- [PROVIDED TEXT]:
_____

International Waters learning Exchange & Resource Network

7. Economic appraisal frameworks

Making decisions between alternative investments, projects or policies that affect the provision of ecosystem services often involves weighing up and comparing multiple costs and benefits that are measured in different metrics and are incurred at different locations and points in time. For example, the establishment of a new marine protected area might involve costs in terms of the purchase of coastal land, compensation of local communities, and on-going maintenance and enforcement costs; and benefits in terms of biodiversity conservation, recreational use and enhanced fish stocks. These costs and benefits are likely to be measured in different units, be incurred at different locations by different groups of stakeholders, and have different time profiles. Organising, comparing and aggregating information on such a complexity of impacts; and subsequently choosing between alternative options with different impact profiles requires a structured approach. Economic methods for assessment, evaluation or appraisal of complex decision contexts provide systems for structuring the information and factors that are relevant to a decision.

There are a number of economic assessment methods available to help decision makers to structure the information and factors that are relevant to a decision and to select between alternative investments, projects or policies. The choice of which assessment method to use will largely be determined by the type of decision problem and the availability and nature of information related to each potential option. To understand the differences between economic assessment methods, we describe the procedural steps of each approach, which are often comparable yet differ in subtle ways.

For decisions that involve selecting between options to achieve a single specific goal (e.g. meeting a specified ecological standard, achieving a targeted coverage of protected area) and where all costs can be expressed in monetary terms, the cost-effectiveness analysis (CEA) method can be used. This approach therefore does not involve any assessment of what the benefits are of meeting the objective but only compares alternative options in terms of their costs.

When all the impacts of alternative options can be quantified in monetary terms, the most common economic assessment method is cost-benefit analysis (CBA). This assessment method involves summing up the value of the costs and benefits of each option and comparing options in terms of their net benefits (i.e. the extent to which benefits exceed costs).

In the situation that the relevant criteria (costs and benefits) to the decision cannot be expressed in monetary values, but can only be expressed in other units or in qualitative terms (i.e. impacts can be ranked in order of importance), multi-criteria analysis (MCA) is a useful assessment method.

_____

- [DATASET]:
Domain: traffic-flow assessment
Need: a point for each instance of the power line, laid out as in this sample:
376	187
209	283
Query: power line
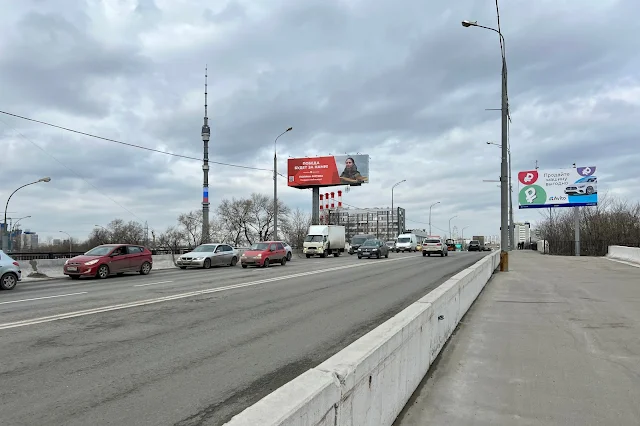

_____

- [PROBLEMS]:
(1) Write out the part of the passage on economic appraisal frameworks that opens with the words containing "For decisions that" and closes with "benefits exceed costs).".
(2) Continue the passage on economic appraisal frameworks, picking up after its last sentence.

- [TASK ANSWERS]:
(1)
For decisions that involve selecting between options to achieve a single specific goal (e.g. meeting a specified ecological standard, achieving a targeted coverage of protected area) and where all costs can be expressed in monetary terms, the cost-effectiveness analysis (CEA) method can be used. This approach therefore does not involve any assessment of what the benefits are of meeting the objective but only compares alternative options in terms of their costs.

When all the impacts of alternative options can be quantified in monetary terms, the most common economic assessment method is cost-benefit analysis (CBA). This assessment method involves summing up the value of the costs and benefits of each option and comparing options in terms of their net benefits (i.e. the extent to which benefits exceed costs).

(2)
It should be noted that CEA, CBA and MCA are general economic assessment methods that can be applied to help select between alternative investments, projects and policies. In this toolkit the focus is on supporting decision-making regarding LME/MPA/ICM. Although the main steps in the assessment methods remain relevant, the nature of ecosystem-related decisions may require emphasis on specific types of input, particularly spatial analysis. The decision-making context regarding the management of ecosystem services is often one of spatial targeting or optimisation. Decisions are being made about where to invest in ecosystem restoration (e.g. CBD Aichi Target 11 that 10 per cent of coastal and marine areas are conserved through protected areas and other effective area-based conservation measures), or target financial incentives to change the behaviour of resource users. In such cases, the spatial correspondence of costs and benefits relevant to the decision is of crucial importance and mapping these inputs is a necessary step in the assessment process. The Marine Spatial Planning toolkit provides guidance on spatial assessment tools – see section 5.8.

7.1 Cost-Effectiveness Analysis (CEA)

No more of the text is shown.